WHAT THIS EXERCISE ASKS:
**A.** In the thread, condense the paragraph beginning "Many go on retreats and detox" into a shorter version that keeps its main points.
**B.** What reason does Rozanne give in the thread for writing her post? Answer in one to three sentences.

EXCERPT:
»»

Nothing more true than that. Even with DP I look at people and how they are and just think, take a look inside yourself, what do you see?


----------



## Rozanne

If you ask people, most will say that inner happiness is more important than money.

Many go on retreats and detox. BUT, there is a big difference between being vaguely interested in peace, and making it a first priority. Peace is a way of being, like the Tao. If you live for peace, you live in it. Like the hymns that say "God is love and those who live in Him live in God and God lives in them". Love and peace are contextual things in which you can live, not objects.

I'm only writing this because it's come to my attention recently that if you don't believe in peace, it may be harder to "find it". But if peace is the conscious aim, it may come more easily.


----------



## Guest

Ultimate peace is possible for the delusional. Peace is to be balanced out within Mother Nature, and it would seem we humans have our greedy hands on the weights of balance... and being the foolish beings we are, we pull forcefully down in what would seem to be in our favour. ?Extinction? how many creatures have ceased to exist due to our hands? Ignorance is blissful in the short-term, but in the long-term; it never lasts. For peace to be at a balance, us humans must become extinct ourselves, and if I had the power to make it so, I wouldn?t hesitate, although why speed up the inevitable? We?re self destructive? perhaps my DR/DP came along due to my pure hate of my own kind? I see us humans for what we really are, and I?m not better than any other.


----------



## christodenisto2

jimmyB,

why don't you do 10 karmic readings and see if they actually agree with each other.

when I was depressed I went to one spiritual healer who said my depression came from the breakage of the 'egg of Lemuria on Atlantis'. Two days later I went to another healer who said it actually came from a life in 14th century Europe when I was a practicing alchemist and endured an experimental accident that killed me.

««

Collected data entries:
»»

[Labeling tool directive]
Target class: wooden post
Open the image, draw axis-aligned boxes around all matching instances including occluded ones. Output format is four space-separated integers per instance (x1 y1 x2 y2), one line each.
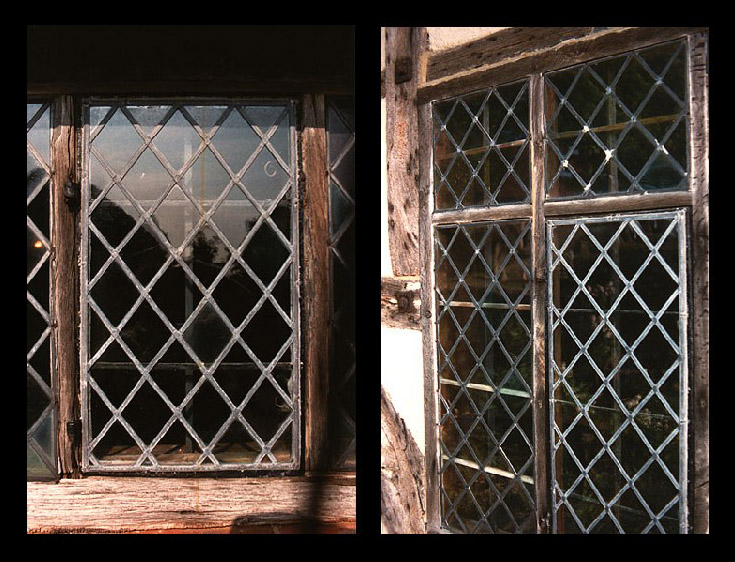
385 27 422 277
301 94 331 471
682 33 709 533
51 96 81 478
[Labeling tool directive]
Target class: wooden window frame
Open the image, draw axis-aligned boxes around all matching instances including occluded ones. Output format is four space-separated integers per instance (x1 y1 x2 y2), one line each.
417 28 709 533
27 94 356 533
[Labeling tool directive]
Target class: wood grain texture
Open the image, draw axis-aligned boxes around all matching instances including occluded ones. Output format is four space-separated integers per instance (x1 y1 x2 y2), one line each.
416 27 702 103
380 388 426 534
418 98 441 533
385 27 421 277
530 74 551 534
51 96 81 478
302 94 331 470
689 34 709 533
426 27 594 81
26 475 356 533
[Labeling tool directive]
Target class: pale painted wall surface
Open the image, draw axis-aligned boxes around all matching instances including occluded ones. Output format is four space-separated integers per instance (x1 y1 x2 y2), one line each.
426 27 507 51
380 27 504 452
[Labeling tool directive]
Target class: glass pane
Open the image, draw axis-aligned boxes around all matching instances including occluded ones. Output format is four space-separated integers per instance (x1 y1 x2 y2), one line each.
548 212 686 533
436 220 536 533
26 103 57 480
327 97 357 470
545 41 689 198
433 81 530 209
83 104 299 471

««

ANSWERS TO THE TASKS:
**A.** Many people go on retreats and detox, but being vaguely interested in peace is very different from making it a first priority. Peace is a way of being, like the Tao: if you live for peace, you live in it, much as the hymn says of God and love. Love and peace are contexts you can live in, not objects.

**B.** She says it has recently come to her attention that peace may be harder to find if you don't believe in it. She adds that if peace is your conscious aim, it may come more easily.